**DOCUMENTO DE ORIGEM:**
Traduzido por Julio Batista
Original de Tessa Koumoundouros para ScienceAlert
Toda a vida como a conhecemos usa exatamente a mesma molécula transportadora de energia como uma espécie de ‘combustível celular universal’. Agora, a química antiga pode explicar como essa molécula tão importante acabou sendo a ATP (adenosina trifosfato), relatou um novo estudo.
A ATP é uma molécula orgânica, carregada pela fotossíntese ou pela respiração celular (a maneira como os organismos decompõem os alimentos) e usada em cada célula. Todos os dias, reciclamos nosso próprio peso corporal em ATP.
Em ambos os sistemas acima, uma molécula de fosfato é adicionada à ADP (adenosina difosfato) através de uma reação chamada fosforilação – resultando na ATP.
As reações que liberam esse mesmo fosfato (em outro processo chamado hidrólise) fornecem energia química que nossas células usam para inúmeros processos, desde a sinalização cerebral até o movimento e a reprodução.
Como a ATP ascendeu ao domínio metabólico, no lugar de muitos equivalentes possíveis, tem sido um mistério de longa data na biologia e o foco da pesquisa.
“Nossos resultados sugerem… que o surgimento do ATP como o combustível universal de energia da célula não foi o resultado de um ‘acidente isolado'”, mas surgiu de interações únicas de moléculas de fosforilação, explicou o bioquímico evolutivo Nick Lane, do Colégio Universitário de Londres (UCL).
O fato da ATP ser usada por todos os seres vivos sugere que ela existe desde o início da vida e mesmo antes, durante as condições prebióticas que precederam todos nós, matéria animada.
Mas os pesquisadores estão intrigados sobre como isso pode acontecer quando a ATP tem uma estrutura tão complicada que envolve seis reações de fosforilação diferentes e muita energia para criá-la do zero.
“Não há nada particularmente especial sobre as ligações de ‘alta energia’ [fósforo] na ATP”, disse a bioquímica Silvana Pinna, que estava na UCL na época, e colegas em seu paper.
Mas, como a ATP também ajuda a construir a informação genética de nossas células, ela pode ter sido usada para uso de energia por esse outro caminho, observaram.
Pinna e sua equipe suspeitam que algumas outras moléculas devem ter estado envolvidas inicialmente no complicado processo de fosforilação. Então, eles examinaram de perto outra molécula fosforilante, AcP, que ainda é usada por bactérias e arqueias em seu metabolismo de substâncias químicas, incluindo fosfato e tioéster – uma substância química que se acredita ter sido abundante no início da vida.

**INSTRUÇÕES DA TAREFA:**
Reproduza fielmente o trecho do texto sobre a molécula de ATP que se inicia com as palavras "As reações que" e se encerra com "nós, matéria animada.".

**MATERIAL EXTRAÍDO:**

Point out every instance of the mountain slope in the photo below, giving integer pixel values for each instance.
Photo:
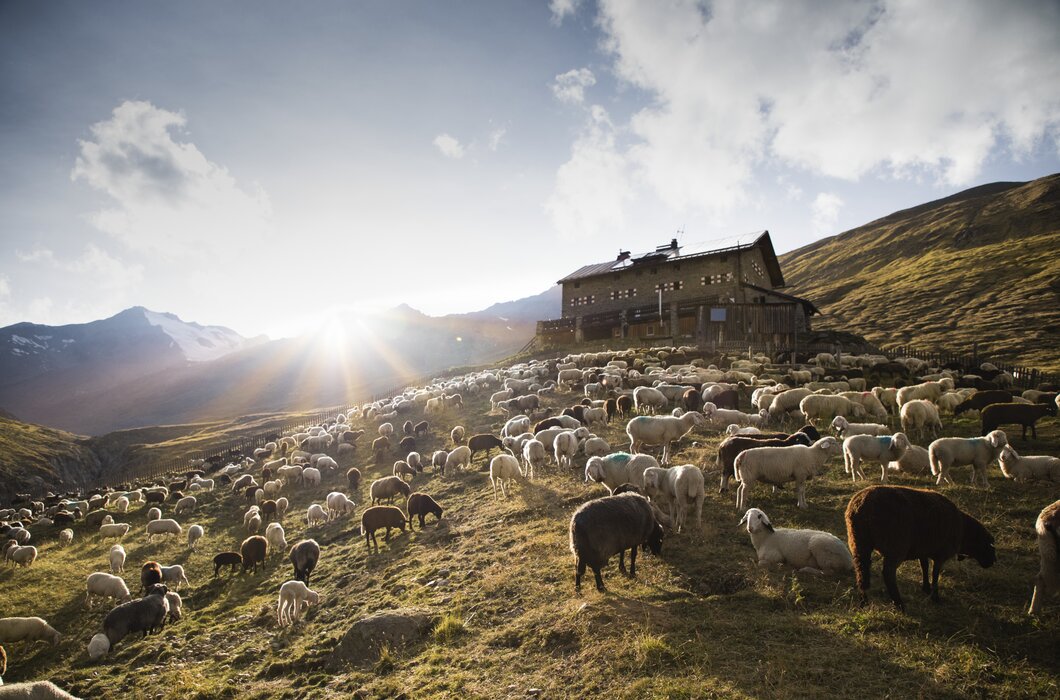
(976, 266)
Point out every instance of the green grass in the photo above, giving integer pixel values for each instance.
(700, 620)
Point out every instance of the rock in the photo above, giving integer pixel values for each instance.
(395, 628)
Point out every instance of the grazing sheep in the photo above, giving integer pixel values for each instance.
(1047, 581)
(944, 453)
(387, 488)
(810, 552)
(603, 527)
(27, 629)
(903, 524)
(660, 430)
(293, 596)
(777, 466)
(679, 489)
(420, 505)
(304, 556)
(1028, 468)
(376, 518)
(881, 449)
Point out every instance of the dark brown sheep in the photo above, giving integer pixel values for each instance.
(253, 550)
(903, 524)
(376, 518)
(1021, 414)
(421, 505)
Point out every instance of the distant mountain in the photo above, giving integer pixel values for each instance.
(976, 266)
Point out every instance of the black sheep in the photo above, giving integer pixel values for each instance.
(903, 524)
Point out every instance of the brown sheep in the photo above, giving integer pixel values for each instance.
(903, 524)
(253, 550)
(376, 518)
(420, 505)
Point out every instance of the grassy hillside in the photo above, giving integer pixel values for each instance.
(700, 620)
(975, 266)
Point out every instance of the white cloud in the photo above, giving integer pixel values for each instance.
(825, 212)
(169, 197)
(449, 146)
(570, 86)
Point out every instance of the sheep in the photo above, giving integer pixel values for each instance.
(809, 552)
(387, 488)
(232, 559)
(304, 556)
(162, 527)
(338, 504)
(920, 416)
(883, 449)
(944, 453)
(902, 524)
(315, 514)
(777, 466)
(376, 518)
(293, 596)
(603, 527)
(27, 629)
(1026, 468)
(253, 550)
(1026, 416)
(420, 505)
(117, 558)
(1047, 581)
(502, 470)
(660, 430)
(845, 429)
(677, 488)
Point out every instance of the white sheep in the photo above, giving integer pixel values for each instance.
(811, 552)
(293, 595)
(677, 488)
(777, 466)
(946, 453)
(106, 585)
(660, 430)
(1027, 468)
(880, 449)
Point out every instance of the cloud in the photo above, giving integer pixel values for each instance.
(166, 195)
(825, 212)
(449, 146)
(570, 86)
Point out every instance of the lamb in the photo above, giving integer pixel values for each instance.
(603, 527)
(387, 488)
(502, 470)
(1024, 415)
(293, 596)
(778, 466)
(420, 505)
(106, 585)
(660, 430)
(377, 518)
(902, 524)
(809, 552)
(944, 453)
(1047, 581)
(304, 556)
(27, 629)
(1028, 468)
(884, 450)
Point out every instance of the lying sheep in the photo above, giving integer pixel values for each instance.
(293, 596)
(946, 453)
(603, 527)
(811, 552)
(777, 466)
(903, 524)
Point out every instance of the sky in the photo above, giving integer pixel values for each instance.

**RESPOSTA FINAL:**
As reações que liberam esse mesmo fosfato (em outro processo chamado hidrólise) fornecem energia química que nossas células usam para inúmeros processos, desde a sinalização cerebral até o movimento e a reprodução.
Como a ATP ascendeu ao domínio metabólico, no lugar de muitos equivalentes possíveis, tem sido um mistério de longa data na biologia e o foco da pesquisa.
“Nossos resultados sugerem… que o surgimento do ATP como o combustível universal de energia da célula não foi o resultado de um ‘acidente isolado'”, mas surgiu de interações únicas de moléculas de fosforilação, explicou o bioquímico evolutivo Nick Lane, do Colégio Universitário de Londres (UCL).
O fato da ATP ser usada por todos os seres vivos sugere que ela existe desde o início da vida e mesmo antes, durante as condições prebióticas que precederam todos nós, matéria animada.